DOCUMENTO:
Mas em um nível mais profundo, as observações de Rav Lichtenstein lembram a famosa dialética mestre-escravo de Hegel, uma ideia que teve grande influência no pensamento do século XIX – especialmente marxista. Hegel argumentou que a história inicial da humanidade foi marcada por uma luta pelo poder na qual alguns se tornaram mestres e outros se tornaram escravos. À primeira vista, os mestres governam enquanto os escravos obedecem. Mas, na verdade, o mestre depende de seus escravos – ele tem lazer apenas porque eles fazem o trabalho, e ele é o mestre apenas porque é reconhecido como tal por seus escravos.
Enquanto isso, o escravo, por meio de seu trabalho, adquire sua própria dignidade como produtor. Assim, o escravo tem “liberdade interior”, enquanto o mestre tem “escravidão interior”. Essa tensão cria uma dialética – um conflito trabalhado ao longo da história – alcançando equilíbrio somente quando não há mestres nem escravos, mas apenas seres humanos que tratam uns aos outros não como meios para um fim, mas como fins em si mesmos. Assim entendidas, as lágrimas de Yossef são um prelúdio para o drama mestre-escravo prestes a ser encenado no livro do Êxodo entre o Faraó e os israelitas.

INFORMAÇÕES FORNECIDAS:

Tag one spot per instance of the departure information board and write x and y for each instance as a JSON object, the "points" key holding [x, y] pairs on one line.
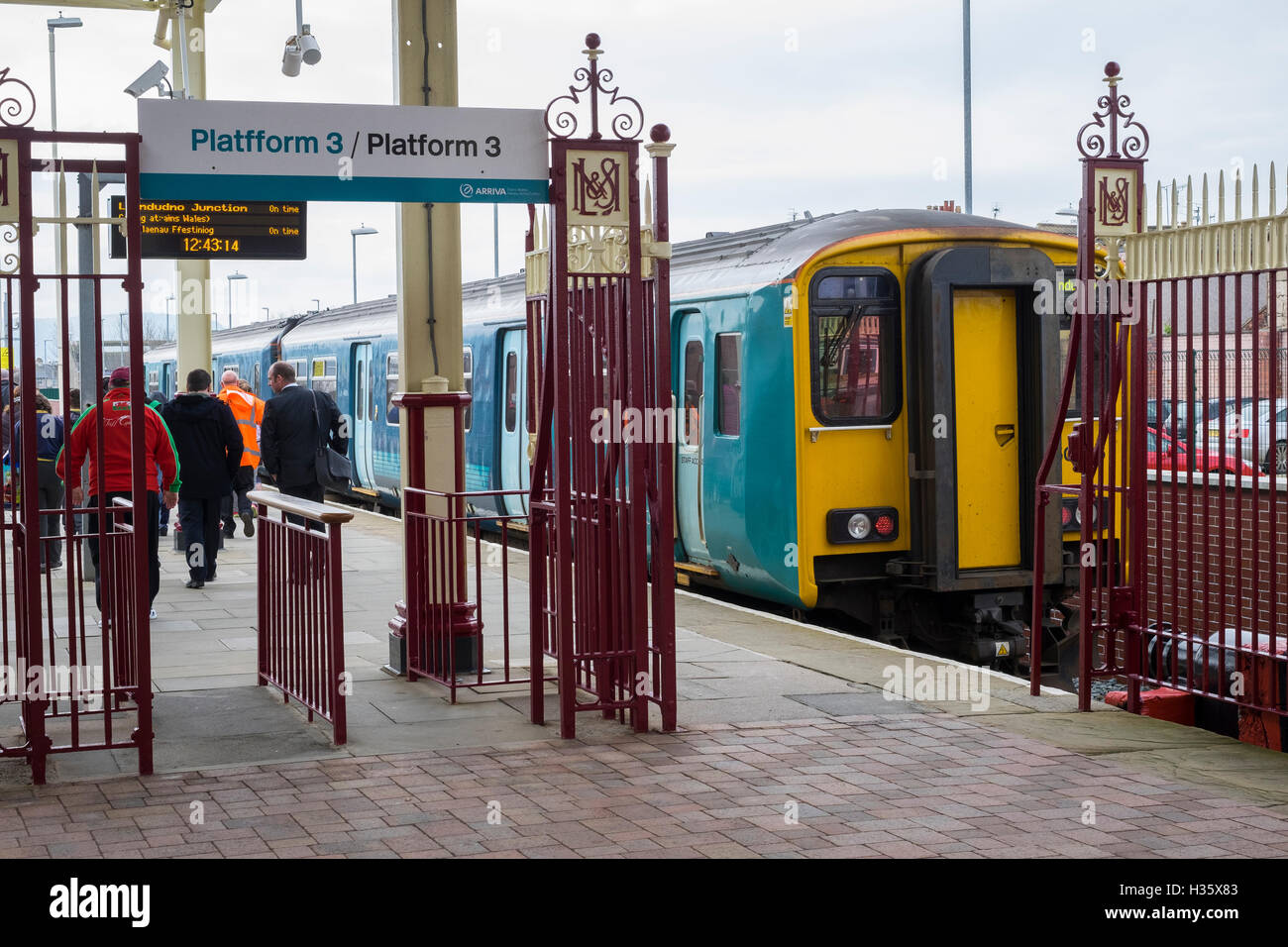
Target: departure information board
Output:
{"points": [[217, 230]]}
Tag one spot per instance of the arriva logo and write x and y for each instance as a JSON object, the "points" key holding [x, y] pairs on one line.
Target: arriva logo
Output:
{"points": [[471, 191]]}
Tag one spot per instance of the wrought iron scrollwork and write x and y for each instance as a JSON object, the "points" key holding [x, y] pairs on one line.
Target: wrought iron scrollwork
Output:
{"points": [[12, 107], [1115, 118], [625, 115], [8, 257]]}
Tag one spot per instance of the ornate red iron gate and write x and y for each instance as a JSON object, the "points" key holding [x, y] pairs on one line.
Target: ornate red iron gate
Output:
{"points": [[601, 496], [77, 684], [1181, 496]]}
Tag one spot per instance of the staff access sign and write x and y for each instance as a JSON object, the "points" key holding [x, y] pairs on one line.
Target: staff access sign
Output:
{"points": [[273, 151]]}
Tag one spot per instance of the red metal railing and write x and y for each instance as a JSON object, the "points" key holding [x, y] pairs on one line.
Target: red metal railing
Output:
{"points": [[53, 637], [300, 595], [446, 617], [1214, 577], [460, 615]]}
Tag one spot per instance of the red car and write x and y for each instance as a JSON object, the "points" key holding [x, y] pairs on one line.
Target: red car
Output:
{"points": [[1205, 460]]}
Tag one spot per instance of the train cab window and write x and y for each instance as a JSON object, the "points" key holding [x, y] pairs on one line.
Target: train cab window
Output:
{"points": [[694, 393], [323, 375], [854, 339], [511, 390], [390, 389], [729, 376], [468, 375]]}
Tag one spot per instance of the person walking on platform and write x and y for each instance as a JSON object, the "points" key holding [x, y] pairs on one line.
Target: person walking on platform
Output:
{"points": [[156, 401], [249, 412], [295, 423], [50, 442], [210, 450], [159, 455]]}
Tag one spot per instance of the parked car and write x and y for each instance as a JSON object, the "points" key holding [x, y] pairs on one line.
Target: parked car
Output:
{"points": [[1164, 454], [1257, 432]]}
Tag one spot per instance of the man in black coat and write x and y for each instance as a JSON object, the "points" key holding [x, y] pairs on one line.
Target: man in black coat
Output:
{"points": [[210, 445], [290, 434]]}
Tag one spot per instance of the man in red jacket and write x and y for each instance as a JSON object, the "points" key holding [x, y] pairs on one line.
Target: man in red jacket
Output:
{"points": [[159, 454]]}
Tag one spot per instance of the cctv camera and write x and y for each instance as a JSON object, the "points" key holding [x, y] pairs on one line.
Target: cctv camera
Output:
{"points": [[291, 56], [309, 47], [153, 77]]}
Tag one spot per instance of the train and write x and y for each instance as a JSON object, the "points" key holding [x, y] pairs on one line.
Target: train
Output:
{"points": [[866, 401]]}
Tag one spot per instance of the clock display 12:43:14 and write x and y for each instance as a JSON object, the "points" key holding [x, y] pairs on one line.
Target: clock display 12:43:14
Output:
{"points": [[210, 245]]}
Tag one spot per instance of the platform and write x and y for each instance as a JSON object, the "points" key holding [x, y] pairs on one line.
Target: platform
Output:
{"points": [[787, 746]]}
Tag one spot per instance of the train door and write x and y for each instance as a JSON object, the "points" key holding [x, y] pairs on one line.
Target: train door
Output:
{"points": [[690, 428], [515, 472], [360, 415], [987, 429]]}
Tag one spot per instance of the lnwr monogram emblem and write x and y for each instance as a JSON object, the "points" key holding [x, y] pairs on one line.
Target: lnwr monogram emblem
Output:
{"points": [[596, 192], [1113, 202]]}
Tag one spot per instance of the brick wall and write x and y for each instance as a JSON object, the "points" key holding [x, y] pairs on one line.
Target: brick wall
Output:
{"points": [[1243, 532]]}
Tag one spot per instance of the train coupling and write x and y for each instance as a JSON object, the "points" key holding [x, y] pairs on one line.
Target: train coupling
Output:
{"points": [[1001, 633]]}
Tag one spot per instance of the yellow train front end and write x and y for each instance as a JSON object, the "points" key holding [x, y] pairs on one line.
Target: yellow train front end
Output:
{"points": [[927, 367]]}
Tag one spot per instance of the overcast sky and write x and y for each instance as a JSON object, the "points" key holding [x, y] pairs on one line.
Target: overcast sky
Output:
{"points": [[814, 105]]}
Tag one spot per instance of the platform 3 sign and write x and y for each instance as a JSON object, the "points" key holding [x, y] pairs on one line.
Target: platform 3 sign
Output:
{"points": [[215, 230], [273, 151]]}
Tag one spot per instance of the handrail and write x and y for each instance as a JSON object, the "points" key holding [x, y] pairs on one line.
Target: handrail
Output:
{"points": [[320, 512]]}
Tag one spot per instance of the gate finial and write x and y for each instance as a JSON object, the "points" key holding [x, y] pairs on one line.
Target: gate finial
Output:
{"points": [[11, 107], [1115, 108], [626, 121]]}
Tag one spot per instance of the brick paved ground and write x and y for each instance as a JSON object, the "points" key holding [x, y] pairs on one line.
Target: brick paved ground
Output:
{"points": [[902, 785]]}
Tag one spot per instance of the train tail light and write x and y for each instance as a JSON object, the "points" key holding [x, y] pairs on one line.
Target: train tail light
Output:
{"points": [[864, 525]]}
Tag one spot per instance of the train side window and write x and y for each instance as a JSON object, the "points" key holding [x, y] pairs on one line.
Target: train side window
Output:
{"points": [[854, 341], [390, 389], [729, 376], [692, 392], [511, 390], [323, 375], [360, 392], [468, 373]]}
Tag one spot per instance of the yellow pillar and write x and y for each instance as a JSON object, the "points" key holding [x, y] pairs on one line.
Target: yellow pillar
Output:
{"points": [[192, 294], [429, 245]]}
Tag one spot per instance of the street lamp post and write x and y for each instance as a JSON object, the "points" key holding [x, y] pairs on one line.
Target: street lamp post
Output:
{"points": [[60, 22], [231, 277], [359, 232]]}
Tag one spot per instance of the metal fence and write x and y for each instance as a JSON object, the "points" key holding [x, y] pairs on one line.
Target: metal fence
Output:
{"points": [[300, 596]]}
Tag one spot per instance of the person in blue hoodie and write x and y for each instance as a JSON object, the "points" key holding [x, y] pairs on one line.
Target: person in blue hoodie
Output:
{"points": [[210, 445], [50, 442]]}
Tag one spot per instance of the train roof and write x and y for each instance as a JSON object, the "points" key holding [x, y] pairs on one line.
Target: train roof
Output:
{"points": [[256, 335], [360, 321], [730, 263], [746, 261]]}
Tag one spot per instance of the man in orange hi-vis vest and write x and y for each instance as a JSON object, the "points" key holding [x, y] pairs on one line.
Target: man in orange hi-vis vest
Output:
{"points": [[249, 412]]}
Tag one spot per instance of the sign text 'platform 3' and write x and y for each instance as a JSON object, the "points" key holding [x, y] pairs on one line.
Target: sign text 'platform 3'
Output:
{"points": [[277, 151]]}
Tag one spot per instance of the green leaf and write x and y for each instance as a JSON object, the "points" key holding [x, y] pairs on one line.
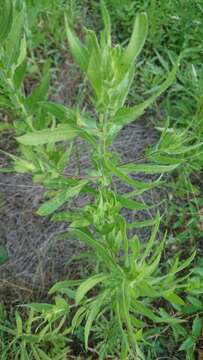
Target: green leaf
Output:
{"points": [[107, 23], [152, 238], [137, 40], [13, 41], [62, 286], [88, 285], [124, 116], [19, 323], [40, 92], [141, 224], [147, 168], [22, 52], [173, 298], [48, 136], [197, 327], [59, 111], [187, 344], [6, 18], [78, 50], [138, 185], [51, 205], [19, 74], [100, 249], [144, 310], [131, 204], [3, 254], [95, 308]]}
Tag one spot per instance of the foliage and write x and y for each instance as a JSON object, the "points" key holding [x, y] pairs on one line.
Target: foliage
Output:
{"points": [[41, 335], [131, 296]]}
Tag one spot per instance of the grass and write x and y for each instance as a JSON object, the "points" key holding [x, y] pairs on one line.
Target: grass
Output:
{"points": [[107, 314]]}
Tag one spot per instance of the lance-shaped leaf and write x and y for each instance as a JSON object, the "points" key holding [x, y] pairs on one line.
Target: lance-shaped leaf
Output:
{"points": [[88, 284], [99, 248], [6, 18], [137, 40], [48, 136], [78, 50], [59, 111], [53, 204], [107, 23], [139, 186], [95, 309], [125, 115], [147, 168], [13, 41]]}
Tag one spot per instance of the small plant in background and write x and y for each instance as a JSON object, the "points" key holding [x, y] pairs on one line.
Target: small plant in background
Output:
{"points": [[130, 297], [41, 334]]}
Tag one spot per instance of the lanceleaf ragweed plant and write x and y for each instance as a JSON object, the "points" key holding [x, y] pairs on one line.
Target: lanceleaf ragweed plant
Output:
{"points": [[128, 292], [40, 334]]}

SOLICITAÇÃO APRESENTADA:
Com base no texto sobre a dialética mestre-escravo, responda às seguintes perguntas:
1. Segundo Hegel, o que marcou a história inicial da humanidade?
2. Por meio de que o escravo adquire sua própria dignidade como produtor?
3. De que as lágrimas de Yossef são apresentadas como prelúdio?
A listagem não é necessária para a execução das tarefas.

RESULTADO DA TAREFA:
1. Uma luta pelo poder na qual alguns se tornaram mestres e outros se tornaram escravos.
2. Por meio de seu trabalho.
3. Do drama mestre-escravo prestes a ser encenado no livro do Êxodo entre o Faraó e os israelitas.